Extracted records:
+===+
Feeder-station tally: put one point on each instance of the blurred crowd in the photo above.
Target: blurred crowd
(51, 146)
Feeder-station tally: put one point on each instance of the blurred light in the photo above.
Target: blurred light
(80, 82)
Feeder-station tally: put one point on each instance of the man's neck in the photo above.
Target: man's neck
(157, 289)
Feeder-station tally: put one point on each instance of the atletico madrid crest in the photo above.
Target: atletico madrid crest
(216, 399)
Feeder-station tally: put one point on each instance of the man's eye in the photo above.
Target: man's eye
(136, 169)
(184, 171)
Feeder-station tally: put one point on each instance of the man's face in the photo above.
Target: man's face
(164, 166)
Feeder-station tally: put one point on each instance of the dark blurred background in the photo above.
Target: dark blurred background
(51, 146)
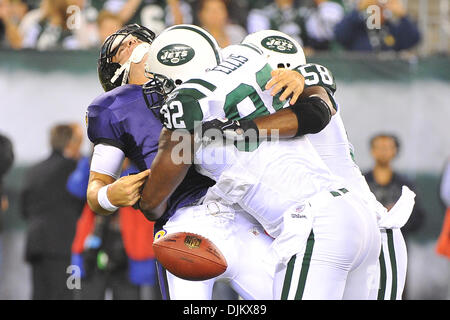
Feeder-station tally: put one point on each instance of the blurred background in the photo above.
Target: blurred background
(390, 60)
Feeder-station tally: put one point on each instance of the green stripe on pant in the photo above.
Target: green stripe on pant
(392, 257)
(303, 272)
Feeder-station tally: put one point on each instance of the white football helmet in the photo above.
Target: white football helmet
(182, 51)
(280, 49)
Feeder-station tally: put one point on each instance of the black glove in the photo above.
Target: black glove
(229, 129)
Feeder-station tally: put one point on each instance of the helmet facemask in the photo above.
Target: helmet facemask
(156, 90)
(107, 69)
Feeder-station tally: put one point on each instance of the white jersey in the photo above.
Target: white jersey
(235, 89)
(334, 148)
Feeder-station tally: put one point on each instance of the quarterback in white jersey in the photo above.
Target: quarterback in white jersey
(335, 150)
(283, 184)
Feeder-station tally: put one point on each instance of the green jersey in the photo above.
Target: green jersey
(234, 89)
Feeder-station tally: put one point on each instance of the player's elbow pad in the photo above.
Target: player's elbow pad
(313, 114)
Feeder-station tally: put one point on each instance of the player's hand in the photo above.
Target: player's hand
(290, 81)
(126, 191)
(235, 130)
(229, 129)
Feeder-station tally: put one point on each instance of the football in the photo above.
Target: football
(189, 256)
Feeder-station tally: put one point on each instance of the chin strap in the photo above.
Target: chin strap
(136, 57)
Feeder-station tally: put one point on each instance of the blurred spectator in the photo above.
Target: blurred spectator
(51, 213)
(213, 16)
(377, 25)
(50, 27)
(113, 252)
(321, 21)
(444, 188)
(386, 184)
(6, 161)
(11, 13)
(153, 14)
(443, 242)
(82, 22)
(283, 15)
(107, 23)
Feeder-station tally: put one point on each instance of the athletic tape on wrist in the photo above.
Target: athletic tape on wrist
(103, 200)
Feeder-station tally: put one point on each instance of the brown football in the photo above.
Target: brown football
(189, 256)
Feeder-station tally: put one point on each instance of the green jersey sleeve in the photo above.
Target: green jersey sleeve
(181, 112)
+===+
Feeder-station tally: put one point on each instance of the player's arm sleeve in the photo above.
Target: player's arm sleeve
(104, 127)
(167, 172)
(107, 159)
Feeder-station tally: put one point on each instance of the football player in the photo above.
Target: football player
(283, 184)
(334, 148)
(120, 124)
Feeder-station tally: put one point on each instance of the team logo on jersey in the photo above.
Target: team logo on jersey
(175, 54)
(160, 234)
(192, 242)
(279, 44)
+===+
PROBLEM TO SOLVE: Give again exactly, and only, the lines above starting at the one with "crowd in the photo above." and ending at the one with "crest in the photo above.".

REPLY:
Feeder-station tally: put one point on each instance of the blurred crowd in the photo above.
Target: blurred crowd
(51, 146)
Feeder-station tally: put one point on each instance of the blurred light in the photo above.
Target: blurred light
(80, 82)
Feeder-station tally: put one point on each instance of the man's neck in the photo above.
Target: man's neck
(157, 289)
Feeder-station tally: put one point on each instance of the atletico madrid crest in the photo above.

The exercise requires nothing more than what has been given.